Source document:
** start **
You may have noticed that our collection grew pretty substantially over the last year (net gain of 778) and that has had a noticeable impact on our statistics. I have to admit that I did not have a lot of time to clean up works that need combining, so I'm sure the numbers I have produced are flawed for that reason. The work of combiners has undoubtedly affected the statistics to some extent over the years, but I cannot think of any way that one could measure that impact.

I'll close with one cute observation about the growth of LibraryThing itself. Two huge milestones were reached in just the last few months. LT had its 2,000,000th member and its 100,000,000th book. And before I get to our eleventh anniversary analysis, it will pass the third milestone, its 10,000,000th work. All good round numbers within about a year of each other.

I wonder if anyone had the energy/interest to read all these posts. Let me know!

26bluepiano
Redigeret: apr 1, 2016, 5:19 am

You've had at least one reader, though I must say that I sometimes skimmed a bit. I can only imagine the time and pains you've taken over the years to keep track in this way, and I can't even begin to imagine how long it must have taken to get the stats on reciprocity between others' most similar libraries. Cheers.

(It's quite interesting that bibliophiles' library has been consistently most similar to yours given that the member is actually two people--I suppose it's because they've both apparently an interest in history.)

27bnielsen
Redigeret: apr 1, 2016, 5:43 am

>26 bluepiano: I'll make that two :-)

And FYI: I've kept track of the number of books in LT here:

http://www.librarything.com/wiki/index.php/User:Bnielsen/MillionMarks#Million_ma...

28hailelib
apr 1, 2016, 7:16 am

Interesting posts.
** end **
Data provided:
** start **
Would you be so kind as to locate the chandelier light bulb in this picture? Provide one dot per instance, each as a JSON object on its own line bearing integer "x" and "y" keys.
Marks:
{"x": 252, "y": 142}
** end **
Goals:
1. Write out the passage of the LibraryThing forum thread starting with "I wonder if" and going on through "similar libraries. Cheers.".
2. In the LibraryThing forum thread, which milestone will LibraryThing pass before the eleventh anniversary analysis?

Task results:
1.
I wonder if anyone had the energy/interest to read all these posts. Let me know!

26bluepiano
Redigeret: apr 1, 2016, 5:19 am

You've had at least one reader, though I must say that I sometimes skimmed a bit. I can only imagine the time and pains you've taken over the years to keep track in this way, and I can't even begin to imagine how long it must have taken to get the stats on reciprocity between others' most similar libraries. Cheers.

2. Its 10,000,000th work.